▶ PROMPT
Gather every line in the records that contains the word "white", copying each such line in full.

========================================================================

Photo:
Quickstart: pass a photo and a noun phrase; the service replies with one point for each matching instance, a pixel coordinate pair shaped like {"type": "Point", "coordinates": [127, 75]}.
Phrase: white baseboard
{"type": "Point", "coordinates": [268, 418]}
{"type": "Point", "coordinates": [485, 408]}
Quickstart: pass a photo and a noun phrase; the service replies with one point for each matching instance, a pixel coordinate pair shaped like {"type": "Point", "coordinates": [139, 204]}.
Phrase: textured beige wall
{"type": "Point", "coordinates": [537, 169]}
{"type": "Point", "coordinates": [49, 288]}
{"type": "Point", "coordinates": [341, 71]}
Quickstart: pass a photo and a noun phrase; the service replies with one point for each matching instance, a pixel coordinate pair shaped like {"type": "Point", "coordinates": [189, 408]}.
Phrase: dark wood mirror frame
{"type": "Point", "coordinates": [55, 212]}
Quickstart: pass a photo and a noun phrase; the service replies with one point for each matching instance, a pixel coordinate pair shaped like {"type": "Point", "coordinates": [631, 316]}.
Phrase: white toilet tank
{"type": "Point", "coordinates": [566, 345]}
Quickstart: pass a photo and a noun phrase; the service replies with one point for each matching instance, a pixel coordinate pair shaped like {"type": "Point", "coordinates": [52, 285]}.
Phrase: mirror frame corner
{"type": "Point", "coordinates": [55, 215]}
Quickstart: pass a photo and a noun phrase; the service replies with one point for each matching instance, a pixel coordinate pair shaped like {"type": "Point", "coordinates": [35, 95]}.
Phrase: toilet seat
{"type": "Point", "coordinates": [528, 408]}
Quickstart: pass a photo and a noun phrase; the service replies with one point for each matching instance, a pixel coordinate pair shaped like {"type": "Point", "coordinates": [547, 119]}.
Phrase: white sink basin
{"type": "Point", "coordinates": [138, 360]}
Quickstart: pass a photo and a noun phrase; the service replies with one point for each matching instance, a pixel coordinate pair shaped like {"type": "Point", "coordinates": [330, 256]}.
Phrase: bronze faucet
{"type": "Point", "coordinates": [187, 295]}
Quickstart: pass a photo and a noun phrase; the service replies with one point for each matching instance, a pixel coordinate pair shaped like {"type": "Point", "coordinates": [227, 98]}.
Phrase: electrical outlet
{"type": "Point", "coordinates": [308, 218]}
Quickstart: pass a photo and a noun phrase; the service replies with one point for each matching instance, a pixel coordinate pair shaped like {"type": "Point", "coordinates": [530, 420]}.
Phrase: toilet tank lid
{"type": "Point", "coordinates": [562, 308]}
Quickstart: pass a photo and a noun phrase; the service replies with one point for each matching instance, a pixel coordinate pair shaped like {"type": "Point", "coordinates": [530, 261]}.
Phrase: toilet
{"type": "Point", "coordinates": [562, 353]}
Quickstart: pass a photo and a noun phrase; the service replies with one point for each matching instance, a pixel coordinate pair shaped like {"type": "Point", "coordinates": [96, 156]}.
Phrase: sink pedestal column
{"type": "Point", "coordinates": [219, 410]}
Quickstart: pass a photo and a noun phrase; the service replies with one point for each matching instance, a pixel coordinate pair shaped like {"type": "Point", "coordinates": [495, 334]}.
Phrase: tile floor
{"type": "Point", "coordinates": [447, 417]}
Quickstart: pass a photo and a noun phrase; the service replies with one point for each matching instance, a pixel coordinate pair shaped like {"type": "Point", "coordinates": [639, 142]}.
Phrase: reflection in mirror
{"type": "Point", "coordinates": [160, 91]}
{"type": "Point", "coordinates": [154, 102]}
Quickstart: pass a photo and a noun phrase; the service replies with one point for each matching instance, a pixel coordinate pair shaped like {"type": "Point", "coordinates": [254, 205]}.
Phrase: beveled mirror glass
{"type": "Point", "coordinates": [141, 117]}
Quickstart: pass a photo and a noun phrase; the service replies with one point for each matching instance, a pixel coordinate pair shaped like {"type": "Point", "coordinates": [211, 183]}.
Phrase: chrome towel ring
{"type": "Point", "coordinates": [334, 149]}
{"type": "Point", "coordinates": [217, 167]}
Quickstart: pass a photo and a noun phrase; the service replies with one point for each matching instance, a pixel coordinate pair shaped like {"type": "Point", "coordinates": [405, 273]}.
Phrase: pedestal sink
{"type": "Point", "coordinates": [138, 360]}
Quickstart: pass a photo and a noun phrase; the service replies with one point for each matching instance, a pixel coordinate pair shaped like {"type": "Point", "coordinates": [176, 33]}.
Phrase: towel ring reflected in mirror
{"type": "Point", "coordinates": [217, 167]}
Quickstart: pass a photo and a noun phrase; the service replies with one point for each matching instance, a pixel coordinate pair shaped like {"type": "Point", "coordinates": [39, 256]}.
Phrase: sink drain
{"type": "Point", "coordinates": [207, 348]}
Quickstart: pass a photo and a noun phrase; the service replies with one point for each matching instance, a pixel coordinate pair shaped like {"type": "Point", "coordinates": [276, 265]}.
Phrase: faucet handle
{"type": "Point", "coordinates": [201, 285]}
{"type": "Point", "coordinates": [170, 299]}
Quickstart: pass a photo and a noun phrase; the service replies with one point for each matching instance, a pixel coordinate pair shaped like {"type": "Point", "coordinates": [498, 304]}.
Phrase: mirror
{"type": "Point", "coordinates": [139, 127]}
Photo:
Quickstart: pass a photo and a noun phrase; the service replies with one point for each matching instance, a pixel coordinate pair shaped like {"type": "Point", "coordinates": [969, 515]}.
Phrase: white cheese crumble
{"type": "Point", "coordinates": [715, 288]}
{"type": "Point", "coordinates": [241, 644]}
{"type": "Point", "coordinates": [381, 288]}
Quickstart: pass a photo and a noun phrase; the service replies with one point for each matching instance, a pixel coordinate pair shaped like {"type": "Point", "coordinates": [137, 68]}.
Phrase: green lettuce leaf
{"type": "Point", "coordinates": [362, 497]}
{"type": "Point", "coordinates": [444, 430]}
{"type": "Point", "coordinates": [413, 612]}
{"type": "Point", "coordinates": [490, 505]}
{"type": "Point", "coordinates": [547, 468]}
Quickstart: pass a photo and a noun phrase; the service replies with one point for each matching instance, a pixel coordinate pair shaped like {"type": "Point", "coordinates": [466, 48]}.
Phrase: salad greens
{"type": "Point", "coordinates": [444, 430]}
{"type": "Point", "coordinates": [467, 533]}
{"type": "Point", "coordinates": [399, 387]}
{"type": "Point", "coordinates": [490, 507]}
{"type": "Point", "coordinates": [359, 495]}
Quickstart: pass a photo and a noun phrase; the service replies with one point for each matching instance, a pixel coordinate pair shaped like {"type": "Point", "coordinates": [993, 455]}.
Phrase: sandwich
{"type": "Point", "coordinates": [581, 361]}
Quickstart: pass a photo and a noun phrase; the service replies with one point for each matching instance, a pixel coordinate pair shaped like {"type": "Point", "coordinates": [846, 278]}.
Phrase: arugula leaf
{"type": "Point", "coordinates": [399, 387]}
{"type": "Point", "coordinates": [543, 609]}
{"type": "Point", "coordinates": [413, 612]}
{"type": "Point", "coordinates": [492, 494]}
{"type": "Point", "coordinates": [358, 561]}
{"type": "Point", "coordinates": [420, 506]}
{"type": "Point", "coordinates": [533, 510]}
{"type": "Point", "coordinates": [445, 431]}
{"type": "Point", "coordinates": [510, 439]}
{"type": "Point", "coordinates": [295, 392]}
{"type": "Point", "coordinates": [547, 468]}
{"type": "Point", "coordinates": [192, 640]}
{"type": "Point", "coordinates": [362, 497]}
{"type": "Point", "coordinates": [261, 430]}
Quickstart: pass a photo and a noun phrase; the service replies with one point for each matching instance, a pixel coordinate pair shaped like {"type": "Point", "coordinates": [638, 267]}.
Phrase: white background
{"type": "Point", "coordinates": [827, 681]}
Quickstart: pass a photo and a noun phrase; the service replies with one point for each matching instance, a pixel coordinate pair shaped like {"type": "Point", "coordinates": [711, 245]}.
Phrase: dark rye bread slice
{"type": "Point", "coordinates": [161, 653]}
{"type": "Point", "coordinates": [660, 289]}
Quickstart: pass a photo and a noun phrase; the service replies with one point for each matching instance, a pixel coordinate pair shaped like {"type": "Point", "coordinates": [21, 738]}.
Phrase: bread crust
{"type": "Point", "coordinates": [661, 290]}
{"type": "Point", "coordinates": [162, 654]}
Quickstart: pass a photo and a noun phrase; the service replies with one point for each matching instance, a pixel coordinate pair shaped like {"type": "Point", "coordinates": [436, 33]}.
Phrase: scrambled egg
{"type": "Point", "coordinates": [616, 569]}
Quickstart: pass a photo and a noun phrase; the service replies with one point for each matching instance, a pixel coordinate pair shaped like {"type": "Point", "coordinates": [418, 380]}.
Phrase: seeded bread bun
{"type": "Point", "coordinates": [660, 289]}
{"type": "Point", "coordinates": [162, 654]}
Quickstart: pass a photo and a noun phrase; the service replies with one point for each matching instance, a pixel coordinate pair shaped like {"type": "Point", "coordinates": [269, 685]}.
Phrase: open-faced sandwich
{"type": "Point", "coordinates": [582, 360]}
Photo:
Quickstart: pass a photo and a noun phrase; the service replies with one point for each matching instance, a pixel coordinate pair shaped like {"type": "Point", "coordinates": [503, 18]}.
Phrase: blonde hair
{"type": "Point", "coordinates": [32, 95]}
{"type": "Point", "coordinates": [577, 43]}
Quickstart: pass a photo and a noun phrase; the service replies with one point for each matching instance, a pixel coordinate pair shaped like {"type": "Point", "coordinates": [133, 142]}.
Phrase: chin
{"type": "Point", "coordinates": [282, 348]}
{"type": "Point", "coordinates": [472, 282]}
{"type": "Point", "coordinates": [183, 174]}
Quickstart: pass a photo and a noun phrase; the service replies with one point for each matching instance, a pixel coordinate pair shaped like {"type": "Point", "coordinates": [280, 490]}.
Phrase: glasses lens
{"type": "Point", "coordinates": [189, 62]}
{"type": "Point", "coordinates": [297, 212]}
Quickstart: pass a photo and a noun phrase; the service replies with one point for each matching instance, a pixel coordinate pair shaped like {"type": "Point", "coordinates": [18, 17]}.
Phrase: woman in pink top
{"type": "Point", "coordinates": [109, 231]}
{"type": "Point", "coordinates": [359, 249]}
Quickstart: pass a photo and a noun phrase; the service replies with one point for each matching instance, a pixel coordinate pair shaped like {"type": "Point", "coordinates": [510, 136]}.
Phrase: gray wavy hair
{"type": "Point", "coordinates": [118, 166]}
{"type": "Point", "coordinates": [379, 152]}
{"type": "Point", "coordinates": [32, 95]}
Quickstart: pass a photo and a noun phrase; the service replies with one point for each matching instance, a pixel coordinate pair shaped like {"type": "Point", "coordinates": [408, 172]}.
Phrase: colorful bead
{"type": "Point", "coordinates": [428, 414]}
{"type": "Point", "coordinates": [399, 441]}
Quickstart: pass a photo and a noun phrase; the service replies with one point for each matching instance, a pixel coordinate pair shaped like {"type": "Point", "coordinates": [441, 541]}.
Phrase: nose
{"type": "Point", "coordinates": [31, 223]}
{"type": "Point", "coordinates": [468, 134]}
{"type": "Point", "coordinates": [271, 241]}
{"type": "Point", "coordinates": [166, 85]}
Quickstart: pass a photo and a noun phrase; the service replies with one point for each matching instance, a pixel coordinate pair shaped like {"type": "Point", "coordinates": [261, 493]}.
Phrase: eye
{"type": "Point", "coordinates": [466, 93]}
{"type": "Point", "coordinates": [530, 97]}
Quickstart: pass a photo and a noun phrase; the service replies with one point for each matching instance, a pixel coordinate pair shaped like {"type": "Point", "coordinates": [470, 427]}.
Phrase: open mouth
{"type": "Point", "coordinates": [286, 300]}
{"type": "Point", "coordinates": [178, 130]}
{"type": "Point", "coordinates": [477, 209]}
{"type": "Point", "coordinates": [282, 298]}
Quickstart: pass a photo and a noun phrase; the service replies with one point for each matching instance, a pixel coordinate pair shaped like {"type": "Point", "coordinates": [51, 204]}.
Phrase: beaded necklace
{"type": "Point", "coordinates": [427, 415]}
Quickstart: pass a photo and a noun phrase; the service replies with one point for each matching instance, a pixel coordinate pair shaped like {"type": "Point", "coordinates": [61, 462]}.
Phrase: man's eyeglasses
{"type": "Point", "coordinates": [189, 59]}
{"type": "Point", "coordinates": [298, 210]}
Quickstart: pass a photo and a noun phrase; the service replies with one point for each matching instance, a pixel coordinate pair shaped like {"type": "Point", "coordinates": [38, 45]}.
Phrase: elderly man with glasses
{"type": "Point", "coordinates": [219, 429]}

========================================================================

▶ TASK OUTPUT
Phrase: white baseboard
Phrase: white toilet tank
Phrase: white sink basin
Phrase: white cheese crumble
Phrase: white background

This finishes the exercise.